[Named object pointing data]
§ §

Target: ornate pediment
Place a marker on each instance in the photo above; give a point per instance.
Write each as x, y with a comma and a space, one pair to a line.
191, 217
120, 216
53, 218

§ §

→ **Problem to solve**: Write out the data above again, swapping every "instance" for "occurrence" and keeping everything else the same.

→ **Task result**:
Target: ornate pediment
Place a marker on each occurrence in the photo above; give a point per occurrence.
Write each as x, y with a comma and a space, one pair to a line.
191, 217
120, 216
53, 218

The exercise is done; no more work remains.